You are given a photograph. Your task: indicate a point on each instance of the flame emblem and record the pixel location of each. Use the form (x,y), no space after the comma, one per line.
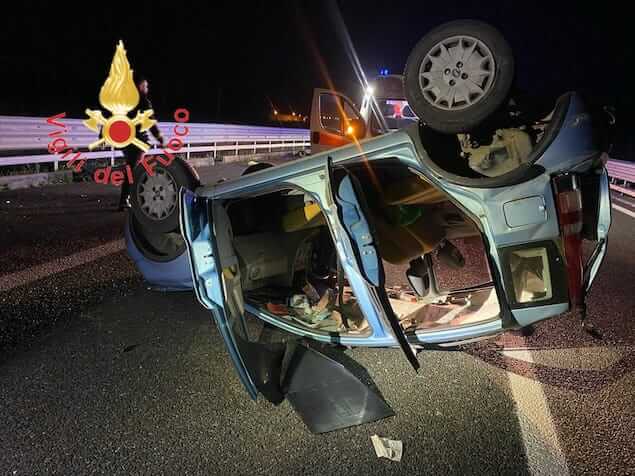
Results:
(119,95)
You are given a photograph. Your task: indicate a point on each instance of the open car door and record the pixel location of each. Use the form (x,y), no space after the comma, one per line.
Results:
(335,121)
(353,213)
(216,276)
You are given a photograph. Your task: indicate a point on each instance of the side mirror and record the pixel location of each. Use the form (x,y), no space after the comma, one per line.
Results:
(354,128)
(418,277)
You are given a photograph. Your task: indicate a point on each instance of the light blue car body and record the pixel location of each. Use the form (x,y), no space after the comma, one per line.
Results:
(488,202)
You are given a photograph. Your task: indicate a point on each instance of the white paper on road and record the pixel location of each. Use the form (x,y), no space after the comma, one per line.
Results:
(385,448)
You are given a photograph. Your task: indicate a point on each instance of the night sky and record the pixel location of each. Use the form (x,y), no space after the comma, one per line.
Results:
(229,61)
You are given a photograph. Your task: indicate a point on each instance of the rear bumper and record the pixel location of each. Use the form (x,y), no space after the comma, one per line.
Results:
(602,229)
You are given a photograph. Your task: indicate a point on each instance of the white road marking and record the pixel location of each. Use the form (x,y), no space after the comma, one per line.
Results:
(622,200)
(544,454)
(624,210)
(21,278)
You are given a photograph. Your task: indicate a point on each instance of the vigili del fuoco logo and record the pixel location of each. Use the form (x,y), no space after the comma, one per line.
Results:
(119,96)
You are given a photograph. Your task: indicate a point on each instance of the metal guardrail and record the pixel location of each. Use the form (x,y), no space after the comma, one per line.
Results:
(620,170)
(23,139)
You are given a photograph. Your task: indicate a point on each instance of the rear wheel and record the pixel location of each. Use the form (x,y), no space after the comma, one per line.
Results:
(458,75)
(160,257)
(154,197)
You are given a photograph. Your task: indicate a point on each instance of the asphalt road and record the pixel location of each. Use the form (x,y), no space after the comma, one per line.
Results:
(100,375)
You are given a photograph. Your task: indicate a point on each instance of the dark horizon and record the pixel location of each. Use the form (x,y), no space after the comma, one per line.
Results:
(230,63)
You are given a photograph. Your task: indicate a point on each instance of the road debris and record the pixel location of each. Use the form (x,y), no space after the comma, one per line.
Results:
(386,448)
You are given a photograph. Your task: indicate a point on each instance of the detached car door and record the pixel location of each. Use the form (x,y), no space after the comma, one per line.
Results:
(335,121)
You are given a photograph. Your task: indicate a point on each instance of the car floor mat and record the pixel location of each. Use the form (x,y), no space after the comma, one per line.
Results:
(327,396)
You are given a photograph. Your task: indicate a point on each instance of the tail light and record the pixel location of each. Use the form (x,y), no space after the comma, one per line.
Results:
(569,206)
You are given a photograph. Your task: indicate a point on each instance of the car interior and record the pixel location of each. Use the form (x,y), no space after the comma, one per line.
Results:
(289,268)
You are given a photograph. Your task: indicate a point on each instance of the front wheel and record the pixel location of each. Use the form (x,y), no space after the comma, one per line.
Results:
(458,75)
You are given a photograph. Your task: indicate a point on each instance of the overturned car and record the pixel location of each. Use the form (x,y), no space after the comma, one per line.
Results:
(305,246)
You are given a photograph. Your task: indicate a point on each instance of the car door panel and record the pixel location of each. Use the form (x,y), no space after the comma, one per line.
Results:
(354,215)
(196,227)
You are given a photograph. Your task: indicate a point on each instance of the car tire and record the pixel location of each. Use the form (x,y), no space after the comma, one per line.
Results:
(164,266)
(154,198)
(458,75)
....
◆ **What needs to be done**
Find the word "road" in the records. Copy every line it appears in.

◆ **Response for this exercise**
You are given a photograph. Your task: indicate a point on each instance of the white paper on road and record the pixel location of each. Use the form (x,y), no space after the comma, one per line.
You are given a photograph. Your task: indicate a point on each instance of the white road marking and record the pixel location of each. Use the form (x,y), no space after the comma, one per line.
You are given a photograph. Your task: indicate a point on each instance of the asphalt road and record the pixel location of each. Use the form (x,y), no space after the comma, one per line.
You are given a photograph. Your task: indicate a point on each instance of the road debris and record the pixel location of each. Use the form (x,y), no space after the comma, one per line.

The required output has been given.